**DATA FOR THE TASK**
━━━━━━━━━━━━━━━━━━━━━━━━━━━━━━

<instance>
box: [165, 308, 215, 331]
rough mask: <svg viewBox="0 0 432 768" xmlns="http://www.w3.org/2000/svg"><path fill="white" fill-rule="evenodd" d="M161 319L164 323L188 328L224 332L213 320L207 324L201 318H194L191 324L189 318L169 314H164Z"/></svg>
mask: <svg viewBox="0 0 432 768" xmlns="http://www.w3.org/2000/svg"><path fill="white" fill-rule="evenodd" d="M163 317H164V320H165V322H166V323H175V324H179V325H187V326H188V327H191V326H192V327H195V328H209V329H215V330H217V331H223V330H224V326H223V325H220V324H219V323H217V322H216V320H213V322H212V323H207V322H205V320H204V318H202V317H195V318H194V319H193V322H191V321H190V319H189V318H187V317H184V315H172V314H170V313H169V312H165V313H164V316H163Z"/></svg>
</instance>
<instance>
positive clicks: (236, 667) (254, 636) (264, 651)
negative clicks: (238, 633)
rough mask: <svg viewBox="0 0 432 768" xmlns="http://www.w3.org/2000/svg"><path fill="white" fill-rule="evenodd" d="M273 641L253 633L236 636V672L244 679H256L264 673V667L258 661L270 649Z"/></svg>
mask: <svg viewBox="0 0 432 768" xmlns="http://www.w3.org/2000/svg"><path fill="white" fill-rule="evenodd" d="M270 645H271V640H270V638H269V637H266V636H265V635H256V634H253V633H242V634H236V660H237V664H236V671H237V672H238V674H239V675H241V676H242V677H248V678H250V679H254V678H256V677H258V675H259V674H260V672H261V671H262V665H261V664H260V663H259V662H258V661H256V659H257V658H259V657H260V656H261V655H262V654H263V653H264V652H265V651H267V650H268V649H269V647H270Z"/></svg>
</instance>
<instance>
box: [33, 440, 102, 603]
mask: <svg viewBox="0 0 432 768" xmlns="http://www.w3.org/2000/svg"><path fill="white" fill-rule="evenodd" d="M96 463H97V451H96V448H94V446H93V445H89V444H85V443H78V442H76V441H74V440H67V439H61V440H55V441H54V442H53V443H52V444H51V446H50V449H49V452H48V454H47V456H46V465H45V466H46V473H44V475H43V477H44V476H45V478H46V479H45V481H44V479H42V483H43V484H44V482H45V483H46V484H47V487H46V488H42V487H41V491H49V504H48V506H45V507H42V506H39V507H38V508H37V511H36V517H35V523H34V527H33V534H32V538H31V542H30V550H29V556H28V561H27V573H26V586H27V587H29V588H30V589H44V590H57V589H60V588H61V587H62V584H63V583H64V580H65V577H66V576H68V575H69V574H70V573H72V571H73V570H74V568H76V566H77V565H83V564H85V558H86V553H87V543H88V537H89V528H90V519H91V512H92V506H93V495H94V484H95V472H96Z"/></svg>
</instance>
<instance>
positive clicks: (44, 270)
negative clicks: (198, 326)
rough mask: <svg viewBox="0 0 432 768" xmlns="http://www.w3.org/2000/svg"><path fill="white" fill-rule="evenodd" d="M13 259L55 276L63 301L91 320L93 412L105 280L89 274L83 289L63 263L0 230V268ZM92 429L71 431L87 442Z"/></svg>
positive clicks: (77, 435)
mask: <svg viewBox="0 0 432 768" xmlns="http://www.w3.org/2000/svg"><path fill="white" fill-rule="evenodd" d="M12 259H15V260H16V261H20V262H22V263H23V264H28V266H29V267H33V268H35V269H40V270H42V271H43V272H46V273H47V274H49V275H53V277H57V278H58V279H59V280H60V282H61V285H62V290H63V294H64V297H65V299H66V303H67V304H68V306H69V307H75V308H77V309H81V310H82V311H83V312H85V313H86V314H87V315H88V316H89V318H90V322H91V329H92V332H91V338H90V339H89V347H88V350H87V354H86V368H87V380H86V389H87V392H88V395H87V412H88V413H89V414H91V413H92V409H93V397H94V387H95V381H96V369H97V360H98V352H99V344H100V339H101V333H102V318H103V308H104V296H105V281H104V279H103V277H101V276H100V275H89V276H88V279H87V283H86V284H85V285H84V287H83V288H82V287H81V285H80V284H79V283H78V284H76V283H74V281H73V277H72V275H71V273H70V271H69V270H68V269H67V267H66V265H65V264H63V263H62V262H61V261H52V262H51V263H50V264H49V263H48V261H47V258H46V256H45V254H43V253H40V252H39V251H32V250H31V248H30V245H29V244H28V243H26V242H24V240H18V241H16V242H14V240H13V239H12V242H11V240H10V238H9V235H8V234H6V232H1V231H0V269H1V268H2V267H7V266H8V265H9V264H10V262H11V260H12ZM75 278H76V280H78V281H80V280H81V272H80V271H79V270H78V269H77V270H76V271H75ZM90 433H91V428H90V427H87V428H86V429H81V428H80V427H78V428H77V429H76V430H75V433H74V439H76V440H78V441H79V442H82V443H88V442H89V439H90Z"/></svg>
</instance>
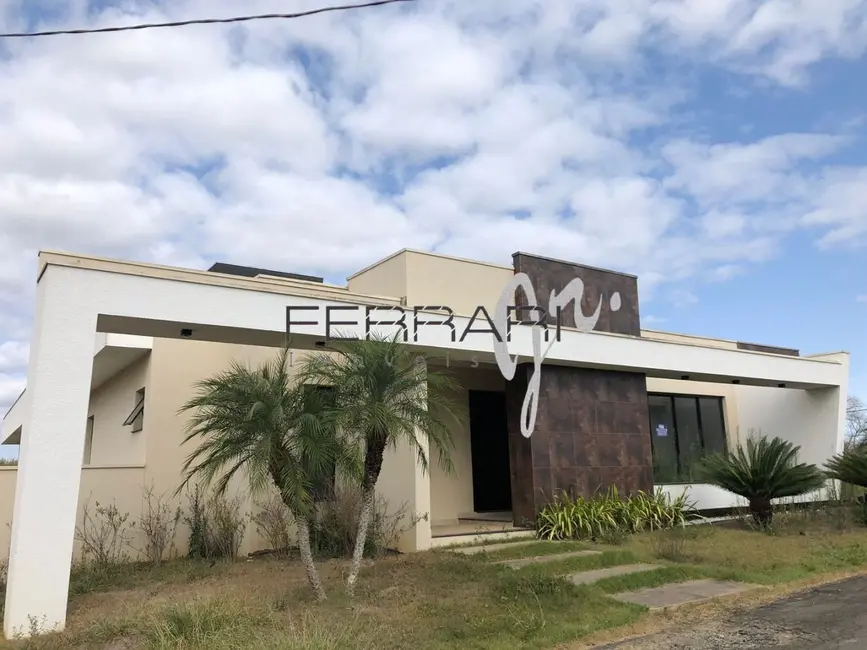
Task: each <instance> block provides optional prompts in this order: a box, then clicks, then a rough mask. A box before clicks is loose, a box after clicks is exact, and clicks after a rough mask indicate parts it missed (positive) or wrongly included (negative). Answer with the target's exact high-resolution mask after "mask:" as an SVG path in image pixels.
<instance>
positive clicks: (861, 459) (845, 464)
mask: <svg viewBox="0 0 867 650" xmlns="http://www.w3.org/2000/svg"><path fill="white" fill-rule="evenodd" d="M825 467H826V468H827V470H828V471H827V473H828V477H829V478H832V479H836V480H838V481H843V482H844V483H849V484H850V485H857V486H859V487H867V447H863V446H860V447H853V448H851V449H849V450H847V451H844V452H843V453H841V454H837V455H836V456H834V457H833V458H831V459H830V460H829V461H828V462H827V463H825Z"/></svg>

━━━━━━━━━━━━━━━━━━━━━━━━━━━━━━

**YOUR ASSIGNMENT**
Copy all the entries again, leaving out the pictures, and change every "rough mask" to "coarse mask" without altering anything else.

**RESULT**
<instance>
box: [165, 308, 215, 331]
coarse mask: <svg viewBox="0 0 432 768" xmlns="http://www.w3.org/2000/svg"><path fill="white" fill-rule="evenodd" d="M161 319L164 323L188 328L224 332L213 320L207 324L201 318H194L191 324L189 318L169 314H164Z"/></svg>
mask: <svg viewBox="0 0 432 768" xmlns="http://www.w3.org/2000/svg"><path fill="white" fill-rule="evenodd" d="M163 317H164V320H165V322H166V323H175V324H179V325H187V326H188V327H191V326H192V327H195V328H209V329H215V330H217V331H223V330H224V326H223V325H220V324H219V323H217V322H216V320H213V322H212V323H207V322H205V320H204V318H202V317H195V318H194V319H193V322H191V321H190V319H189V318H187V317H184V315H172V314H170V313H169V312H165V313H164V316H163Z"/></svg>
</instance>
<instance>
positive clicks: (236, 667) (254, 636) (264, 651)
negative clicks: (238, 633)
coarse mask: <svg viewBox="0 0 432 768" xmlns="http://www.w3.org/2000/svg"><path fill="white" fill-rule="evenodd" d="M273 641L253 633L236 636V672L244 679H256L264 673V667L258 661L270 649Z"/></svg>
mask: <svg viewBox="0 0 432 768" xmlns="http://www.w3.org/2000/svg"><path fill="white" fill-rule="evenodd" d="M270 645H271V640H270V638H269V637H266V636H265V635H256V634H253V633H242V634H236V660H237V664H236V671H237V672H238V674H239V675H241V676H242V677H248V678H250V679H254V678H256V677H258V675H259V674H260V672H261V671H262V665H261V664H260V663H259V662H258V661H256V659H257V658H259V657H260V656H261V655H262V654H263V653H264V652H265V651H267V650H268V649H269V647H270Z"/></svg>
</instance>
<instance>
box: [33, 440, 102, 603]
mask: <svg viewBox="0 0 432 768" xmlns="http://www.w3.org/2000/svg"><path fill="white" fill-rule="evenodd" d="M96 463H97V451H96V448H94V446H93V445H89V444H85V443H78V442H76V441H74V440H67V439H61V440H55V441H54V442H53V443H52V444H51V446H50V449H49V452H48V454H47V456H46V465H45V466H46V473H44V475H43V477H44V476H45V478H46V479H45V481H44V479H42V483H43V484H44V482H45V483H46V484H47V487H46V488H42V487H41V491H49V504H48V506H45V507H42V506H39V507H38V508H37V511H36V517H35V523H34V527H33V534H32V538H31V542H30V550H29V556H28V561H27V573H26V586H27V587H29V588H30V589H44V590H57V589H60V588H61V587H62V584H63V583H64V580H65V577H66V576H68V575H69V574H70V573H72V571H73V570H74V568H76V566H77V565H83V564H85V558H86V553H87V543H88V537H89V528H90V519H91V512H92V506H93V495H94V484H95V472H96Z"/></svg>
</instance>
<instance>
positive clicks: (44, 270)
negative clicks: (198, 326)
coarse mask: <svg viewBox="0 0 432 768" xmlns="http://www.w3.org/2000/svg"><path fill="white" fill-rule="evenodd" d="M13 259L55 276L63 301L91 320L93 412L105 280L89 274L83 289L63 263L0 230V268ZM92 429L71 431L87 442Z"/></svg>
positive clicks: (77, 435)
mask: <svg viewBox="0 0 432 768" xmlns="http://www.w3.org/2000/svg"><path fill="white" fill-rule="evenodd" d="M12 259H15V260H16V261H20V262H22V263H23V264H28V266H29V267H33V268H35V269H40V270H42V271H43V272H46V273H47V274H49V275H53V277H57V278H58V279H59V280H60V282H61V285H62V290H63V294H64V297H65V299H66V303H67V304H68V306H69V307H75V308H77V309H81V310H82V311H83V312H85V313H86V314H87V315H88V316H89V318H90V322H91V329H92V332H91V338H90V339H89V347H88V350H87V354H86V368H87V380H86V389H87V392H88V395H87V412H88V413H89V414H91V413H92V409H93V397H94V387H95V381H96V369H97V360H98V352H99V344H100V339H101V333H102V318H103V308H104V296H105V281H104V279H103V277H101V276H100V275H89V276H88V279H87V283H86V284H85V285H84V287H83V288H82V287H81V285H80V284H79V283H78V284H76V283H74V281H73V277H72V275H71V273H70V271H69V270H68V269H67V267H66V265H65V264H63V263H62V262H61V261H52V262H51V263H50V264H49V263H48V261H47V258H46V256H45V254H43V253H40V252H39V251H32V250H31V248H30V245H29V244H28V243H26V242H24V240H18V241H16V242H14V240H13V239H12V242H11V240H10V238H9V235H8V234H6V232H1V231H0V269H1V268H2V267H7V266H8V265H9V264H10V262H11V260H12ZM75 278H76V280H78V281H80V280H81V272H80V271H79V270H78V269H77V270H76V271H75ZM90 433H91V428H90V427H87V428H86V429H81V428H80V427H78V428H77V429H76V430H75V433H74V439H76V440H78V441H79V442H82V443H88V442H89V439H90Z"/></svg>
</instance>
Task: each <instance> block provides optional prompts in this order: a box, then clicks, then a coarse mask. A box before clicks is loose, a box after clicks is exact, and clicks after a coarse mask indicate parts it missed (positive) or wrongly included (negative). Answer with the target's exact high-resolution mask after "mask:" as an SVG path in image pixels.
<instance>
positive clicks: (861, 459) (845, 464)
mask: <svg viewBox="0 0 867 650" xmlns="http://www.w3.org/2000/svg"><path fill="white" fill-rule="evenodd" d="M825 467H826V468H827V470H828V471H827V473H828V477H829V478H832V479H836V480H838V481H843V482H844V483H849V484H850V485H857V486H859V487H867V447H863V446H860V447H853V448H851V449H849V450H847V451H844V452H843V453H841V454H837V455H836V456H834V457H833V458H831V459H830V460H829V461H828V462H827V463H825Z"/></svg>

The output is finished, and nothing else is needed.